**AUFGABE:**
Geben Sie aus den Einträgen unten alles von der Zeile mit „Could you please locate the right“ bis hinunter zur Zeile mit „[0, 0, 94, 110]“ unverändert aus, beide Zeilen eingeschlossen.

══ ANGEZEIGTE EINTRÄGE ══

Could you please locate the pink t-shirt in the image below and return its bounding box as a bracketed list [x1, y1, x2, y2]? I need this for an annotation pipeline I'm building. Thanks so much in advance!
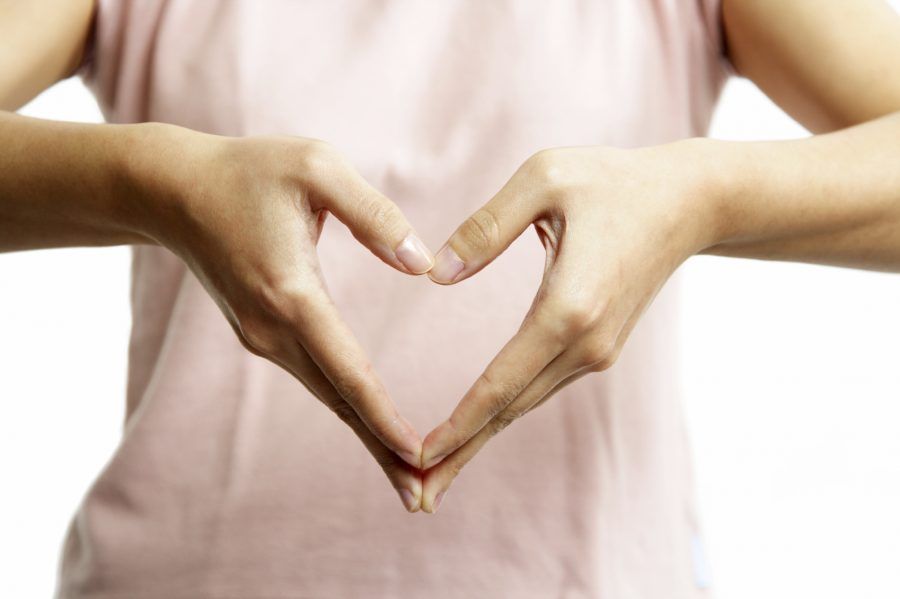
[58, 0, 728, 599]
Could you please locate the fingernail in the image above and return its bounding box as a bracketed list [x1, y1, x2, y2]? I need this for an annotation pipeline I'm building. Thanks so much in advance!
[400, 489, 419, 513]
[397, 451, 422, 468]
[422, 453, 447, 470]
[428, 245, 465, 283]
[394, 233, 434, 275]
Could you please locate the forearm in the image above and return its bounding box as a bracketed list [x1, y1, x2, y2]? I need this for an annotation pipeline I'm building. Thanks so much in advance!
[0, 112, 165, 251]
[700, 113, 900, 271]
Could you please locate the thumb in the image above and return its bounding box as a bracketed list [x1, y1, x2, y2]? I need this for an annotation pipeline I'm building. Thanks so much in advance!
[428, 177, 537, 285]
[325, 166, 434, 275]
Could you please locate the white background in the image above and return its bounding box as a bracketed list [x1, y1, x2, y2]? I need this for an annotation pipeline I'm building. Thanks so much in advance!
[0, 47, 900, 599]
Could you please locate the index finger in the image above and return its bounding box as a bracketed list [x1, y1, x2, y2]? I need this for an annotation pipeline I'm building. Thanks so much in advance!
[292, 289, 422, 468]
[422, 310, 565, 469]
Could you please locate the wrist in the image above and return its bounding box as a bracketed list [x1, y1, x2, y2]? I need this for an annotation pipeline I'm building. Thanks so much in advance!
[114, 123, 214, 246]
[674, 137, 750, 253]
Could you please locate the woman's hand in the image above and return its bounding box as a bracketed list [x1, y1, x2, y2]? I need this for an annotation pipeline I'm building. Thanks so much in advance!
[422, 140, 715, 512]
[127, 126, 433, 511]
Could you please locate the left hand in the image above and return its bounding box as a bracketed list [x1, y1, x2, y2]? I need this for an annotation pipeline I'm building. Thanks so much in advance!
[422, 140, 715, 512]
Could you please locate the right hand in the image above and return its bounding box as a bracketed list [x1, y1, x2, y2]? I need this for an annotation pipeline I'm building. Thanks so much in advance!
[129, 125, 434, 511]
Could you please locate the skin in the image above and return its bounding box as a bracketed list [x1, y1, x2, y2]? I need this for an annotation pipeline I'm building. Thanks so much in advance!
[0, 0, 900, 513]
[422, 0, 900, 512]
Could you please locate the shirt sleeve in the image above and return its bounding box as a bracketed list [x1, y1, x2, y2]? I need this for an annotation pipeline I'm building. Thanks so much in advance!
[697, 0, 738, 75]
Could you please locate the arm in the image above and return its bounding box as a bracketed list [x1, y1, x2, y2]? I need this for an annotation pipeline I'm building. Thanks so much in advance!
[0, 0, 432, 511]
[422, 0, 900, 512]
[0, 0, 94, 110]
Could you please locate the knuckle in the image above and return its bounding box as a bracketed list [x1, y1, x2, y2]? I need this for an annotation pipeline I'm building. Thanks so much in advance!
[333, 365, 374, 407]
[542, 299, 601, 338]
[526, 148, 565, 190]
[491, 410, 519, 436]
[366, 198, 404, 239]
[299, 139, 340, 174]
[446, 459, 466, 480]
[459, 207, 500, 251]
[256, 278, 309, 321]
[583, 335, 618, 372]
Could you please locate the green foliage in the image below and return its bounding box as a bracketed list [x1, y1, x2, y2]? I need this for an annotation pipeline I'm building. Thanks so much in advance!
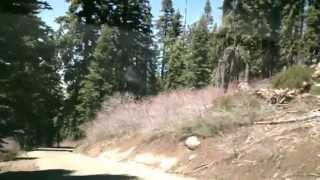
[185, 16, 212, 88]
[272, 65, 313, 89]
[310, 86, 320, 96]
[166, 40, 188, 89]
[0, 14, 62, 146]
[156, 0, 182, 81]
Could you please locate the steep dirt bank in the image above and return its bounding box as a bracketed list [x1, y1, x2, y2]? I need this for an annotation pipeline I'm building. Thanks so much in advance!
[81, 97, 320, 180]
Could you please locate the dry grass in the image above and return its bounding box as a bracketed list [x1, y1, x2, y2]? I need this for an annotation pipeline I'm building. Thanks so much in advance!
[84, 88, 270, 142]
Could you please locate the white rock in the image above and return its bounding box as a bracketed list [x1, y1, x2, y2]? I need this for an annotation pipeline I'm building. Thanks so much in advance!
[185, 136, 201, 150]
[188, 154, 197, 161]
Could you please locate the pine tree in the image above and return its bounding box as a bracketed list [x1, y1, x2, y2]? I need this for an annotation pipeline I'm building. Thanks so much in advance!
[186, 16, 212, 88]
[77, 26, 119, 122]
[166, 39, 188, 89]
[0, 13, 62, 146]
[304, 1, 320, 64]
[157, 0, 177, 81]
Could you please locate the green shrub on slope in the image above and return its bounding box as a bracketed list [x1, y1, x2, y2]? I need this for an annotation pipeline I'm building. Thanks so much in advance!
[271, 65, 313, 89]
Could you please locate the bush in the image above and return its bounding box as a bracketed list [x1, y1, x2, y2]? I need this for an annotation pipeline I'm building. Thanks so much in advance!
[271, 65, 313, 89]
[176, 93, 268, 137]
[310, 86, 320, 96]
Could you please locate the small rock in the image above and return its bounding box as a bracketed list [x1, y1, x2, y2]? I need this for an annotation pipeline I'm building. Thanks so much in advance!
[185, 136, 201, 150]
[188, 154, 197, 161]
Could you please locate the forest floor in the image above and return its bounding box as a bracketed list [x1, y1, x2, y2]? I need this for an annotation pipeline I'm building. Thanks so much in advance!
[0, 148, 191, 180]
[79, 83, 320, 180]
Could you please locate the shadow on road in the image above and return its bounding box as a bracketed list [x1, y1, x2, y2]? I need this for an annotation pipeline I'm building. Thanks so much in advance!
[0, 170, 138, 180]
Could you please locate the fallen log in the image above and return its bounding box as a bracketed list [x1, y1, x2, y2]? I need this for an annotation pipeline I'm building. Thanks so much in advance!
[254, 111, 320, 125]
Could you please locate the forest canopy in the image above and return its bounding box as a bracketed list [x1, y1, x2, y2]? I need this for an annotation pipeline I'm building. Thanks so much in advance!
[0, 0, 320, 146]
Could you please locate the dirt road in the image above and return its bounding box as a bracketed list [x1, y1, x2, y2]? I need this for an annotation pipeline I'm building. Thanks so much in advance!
[0, 151, 195, 180]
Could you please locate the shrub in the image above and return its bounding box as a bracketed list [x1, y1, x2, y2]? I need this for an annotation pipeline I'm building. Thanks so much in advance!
[271, 65, 313, 89]
[177, 93, 271, 137]
[310, 86, 320, 96]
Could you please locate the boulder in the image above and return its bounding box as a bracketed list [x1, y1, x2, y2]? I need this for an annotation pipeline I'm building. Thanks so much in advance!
[185, 136, 201, 150]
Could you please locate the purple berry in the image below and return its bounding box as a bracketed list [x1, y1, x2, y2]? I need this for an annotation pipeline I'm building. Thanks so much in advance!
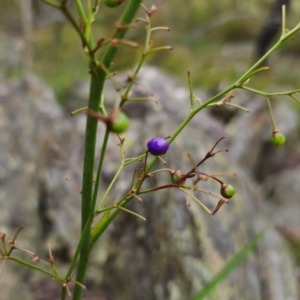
[147, 137, 169, 156]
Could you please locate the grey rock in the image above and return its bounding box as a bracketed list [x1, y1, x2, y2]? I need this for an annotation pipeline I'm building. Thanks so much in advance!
[0, 67, 298, 300]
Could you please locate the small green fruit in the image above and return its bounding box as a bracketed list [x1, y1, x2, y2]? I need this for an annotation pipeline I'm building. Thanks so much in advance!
[171, 170, 185, 184]
[220, 183, 235, 199]
[107, 110, 129, 133]
[104, 0, 124, 8]
[270, 130, 285, 146]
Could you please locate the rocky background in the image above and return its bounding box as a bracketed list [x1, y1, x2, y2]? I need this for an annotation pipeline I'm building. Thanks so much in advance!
[0, 67, 300, 300]
[0, 0, 300, 300]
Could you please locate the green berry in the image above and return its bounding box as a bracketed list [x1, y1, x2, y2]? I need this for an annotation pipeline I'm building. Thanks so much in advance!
[104, 0, 124, 8]
[107, 110, 129, 133]
[220, 183, 235, 199]
[171, 170, 185, 183]
[270, 130, 285, 146]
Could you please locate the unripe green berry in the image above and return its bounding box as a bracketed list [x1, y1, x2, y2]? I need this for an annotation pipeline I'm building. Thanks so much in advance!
[171, 170, 185, 184]
[270, 130, 285, 146]
[104, 0, 124, 8]
[107, 110, 129, 133]
[220, 183, 235, 199]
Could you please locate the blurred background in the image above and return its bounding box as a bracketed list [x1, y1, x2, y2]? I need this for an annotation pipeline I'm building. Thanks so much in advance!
[0, 0, 300, 300]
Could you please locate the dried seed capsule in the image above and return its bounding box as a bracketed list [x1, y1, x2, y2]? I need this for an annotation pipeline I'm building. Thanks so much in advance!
[220, 183, 235, 199]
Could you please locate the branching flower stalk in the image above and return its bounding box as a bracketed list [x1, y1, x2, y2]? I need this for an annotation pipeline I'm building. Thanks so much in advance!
[92, 5, 300, 248]
[6, 0, 300, 300]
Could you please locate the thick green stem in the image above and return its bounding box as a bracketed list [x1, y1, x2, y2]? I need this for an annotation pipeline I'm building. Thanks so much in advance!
[73, 0, 141, 300]
[92, 23, 300, 245]
[73, 68, 105, 300]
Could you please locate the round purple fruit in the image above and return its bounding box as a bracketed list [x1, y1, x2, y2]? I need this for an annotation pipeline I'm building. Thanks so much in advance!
[147, 137, 169, 156]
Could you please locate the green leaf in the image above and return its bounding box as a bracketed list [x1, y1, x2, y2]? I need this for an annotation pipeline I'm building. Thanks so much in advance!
[191, 229, 266, 300]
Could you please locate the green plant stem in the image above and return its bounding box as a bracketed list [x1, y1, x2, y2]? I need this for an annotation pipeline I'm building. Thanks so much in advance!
[188, 70, 194, 111]
[241, 86, 300, 97]
[4, 256, 64, 283]
[41, 0, 61, 8]
[73, 0, 141, 300]
[73, 71, 104, 300]
[75, 0, 88, 26]
[92, 23, 300, 245]
[91, 128, 110, 214]
[96, 147, 124, 211]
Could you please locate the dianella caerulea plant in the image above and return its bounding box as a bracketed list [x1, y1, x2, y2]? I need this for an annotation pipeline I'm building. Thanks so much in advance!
[0, 0, 300, 300]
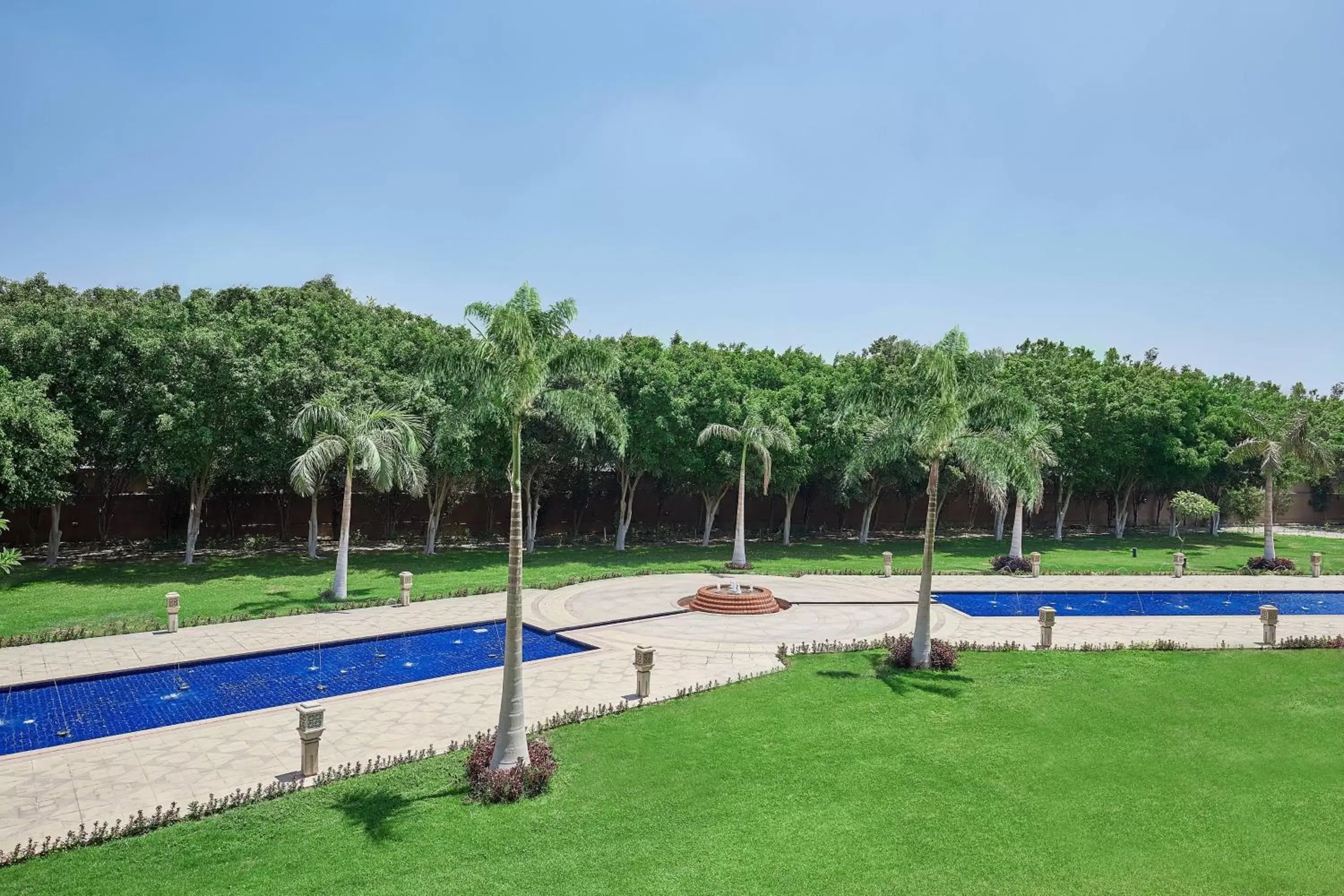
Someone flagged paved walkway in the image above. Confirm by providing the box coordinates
[0,573,1344,849]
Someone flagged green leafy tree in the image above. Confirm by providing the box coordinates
[1227,407,1335,560]
[1008,413,1060,557]
[0,367,75,563]
[698,396,797,569]
[448,284,626,768]
[1172,491,1218,544]
[290,398,426,600]
[851,329,1031,668]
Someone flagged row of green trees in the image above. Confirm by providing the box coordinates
[0,277,1344,572]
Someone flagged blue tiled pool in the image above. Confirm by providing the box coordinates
[0,622,590,755]
[934,591,1344,616]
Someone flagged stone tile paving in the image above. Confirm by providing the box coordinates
[0,573,1344,849]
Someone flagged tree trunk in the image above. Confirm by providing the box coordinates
[1265,473,1274,560]
[1055,483,1074,541]
[1114,482,1134,538]
[859,491,882,544]
[700,485,728,548]
[491,421,531,771]
[308,489,317,560]
[616,466,644,551]
[47,501,60,565]
[332,455,355,600]
[1008,491,1023,559]
[780,489,798,547]
[183,473,210,565]
[728,448,747,569]
[910,461,938,669]
[425,475,452,556]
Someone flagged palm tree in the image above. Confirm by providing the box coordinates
[289,396,425,600]
[1227,407,1333,560]
[849,328,1031,668]
[454,284,626,770]
[1008,414,1062,559]
[696,399,797,569]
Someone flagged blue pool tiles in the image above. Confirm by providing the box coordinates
[934,591,1344,616]
[0,622,590,755]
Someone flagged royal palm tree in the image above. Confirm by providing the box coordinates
[289,396,425,600]
[849,329,1031,668]
[1227,407,1335,560]
[445,284,626,768]
[1008,414,1062,559]
[696,399,797,569]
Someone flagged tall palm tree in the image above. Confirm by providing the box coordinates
[1008,413,1063,557]
[444,284,626,768]
[849,328,1031,668]
[289,396,425,600]
[1227,407,1335,560]
[696,399,797,569]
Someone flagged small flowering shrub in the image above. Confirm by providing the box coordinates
[466,737,558,803]
[1246,556,1297,572]
[887,634,957,670]
[989,553,1031,572]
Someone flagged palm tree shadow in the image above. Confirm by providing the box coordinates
[870,654,974,700]
[335,784,466,844]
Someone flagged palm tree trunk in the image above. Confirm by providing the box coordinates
[491,421,530,770]
[910,461,938,669]
[332,454,355,600]
[308,489,317,560]
[780,489,798,547]
[728,439,747,569]
[1265,473,1274,560]
[1008,491,1021,559]
[47,501,60,565]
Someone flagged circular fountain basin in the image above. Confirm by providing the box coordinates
[683,584,789,615]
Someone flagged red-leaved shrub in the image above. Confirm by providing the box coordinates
[887,634,957,670]
[1246,555,1297,572]
[466,737,558,803]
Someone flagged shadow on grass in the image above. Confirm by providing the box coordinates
[335,784,466,844]
[870,654,974,698]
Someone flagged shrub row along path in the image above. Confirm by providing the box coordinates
[0,573,1344,849]
[0,532,1344,635]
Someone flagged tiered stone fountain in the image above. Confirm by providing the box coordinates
[680,579,789,615]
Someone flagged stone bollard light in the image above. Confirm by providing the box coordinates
[634,647,653,700]
[1036,607,1055,650]
[164,591,181,634]
[297,702,327,778]
[1261,603,1278,647]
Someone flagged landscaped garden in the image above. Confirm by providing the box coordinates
[0,532,1344,635]
[0,650,1344,896]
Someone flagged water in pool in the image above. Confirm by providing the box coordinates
[934,591,1344,616]
[0,622,590,755]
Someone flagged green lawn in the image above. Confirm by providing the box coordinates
[0,650,1344,896]
[0,533,1344,635]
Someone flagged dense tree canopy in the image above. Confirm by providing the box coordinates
[0,276,1344,557]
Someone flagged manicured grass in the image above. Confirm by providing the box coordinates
[0,533,1344,634]
[0,650,1344,896]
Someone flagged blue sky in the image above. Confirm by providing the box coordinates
[0,0,1344,388]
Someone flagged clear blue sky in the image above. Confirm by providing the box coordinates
[0,0,1344,388]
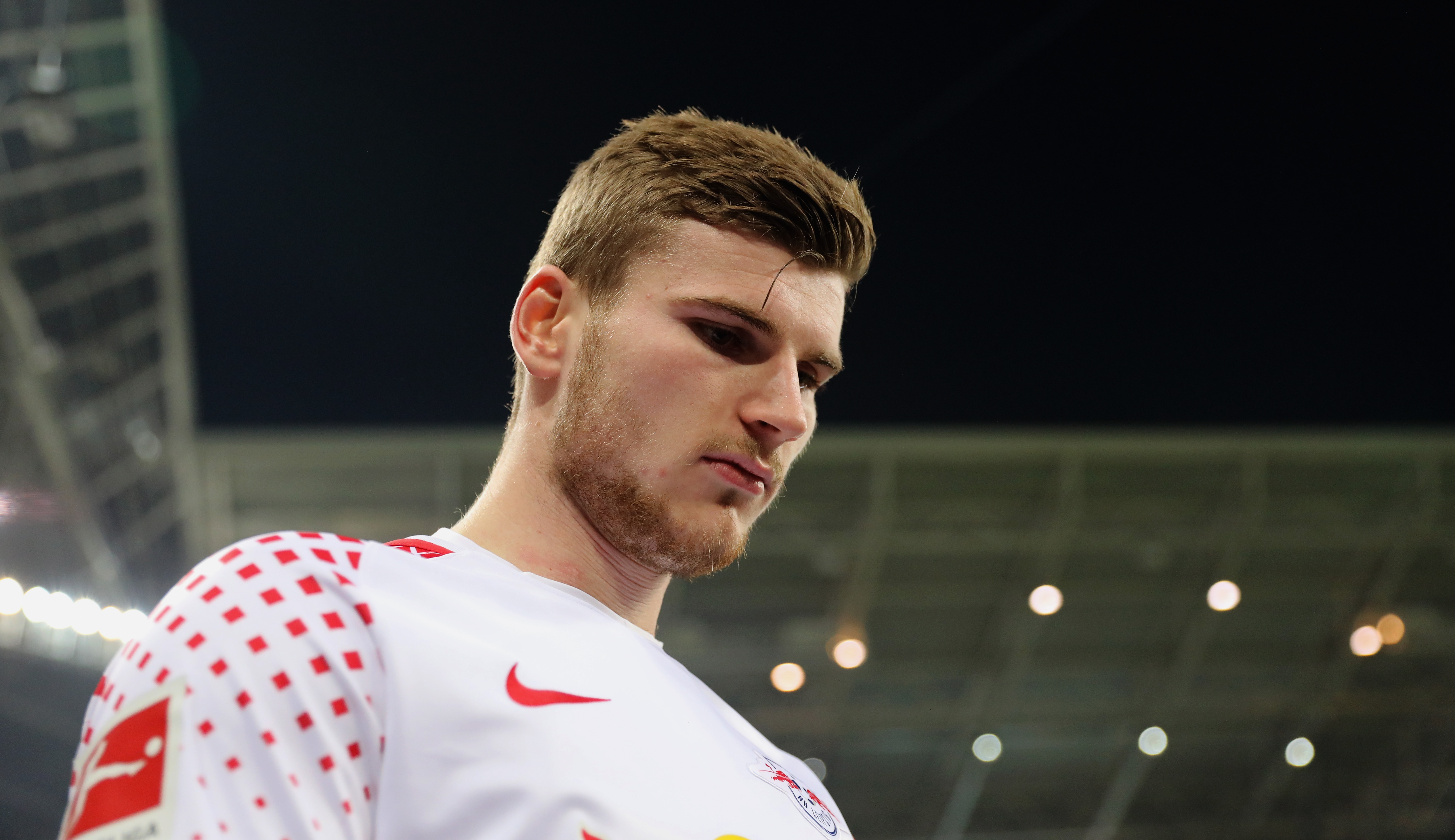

═══

**LÖSUNG:**
Could you please locate the right hand in the image above and return its bounding box as a bracketed list [x1, y1, x2, y2]? I need this for an annotation pipeline I'm building. Thanks so much in advance!
[129, 125, 434, 511]
Could you please locate the skin in the image above and return its bounding box as a bracketed list [x1, y1, x2, y2]? I need this for an annotation pipeline I'm building. Thanks so much in advance!
[0, 0, 900, 513]
[422, 0, 900, 512]
Could you please locate the shirt sleeve in the image above and return its bounding box as a bracketed list [x1, y1, x2, y2]? I need this for an annotation pipeline I'm building. Thanks so much in advance!
[697, 0, 738, 75]
Could you please locate the arm in the image above and return its bounding box as a bracketed list [x1, y1, x2, y2]? I need this for an annotation pipeline I'm building. Thanks so much in advance!
[0, 0, 432, 511]
[422, 0, 900, 512]
[0, 0, 94, 110]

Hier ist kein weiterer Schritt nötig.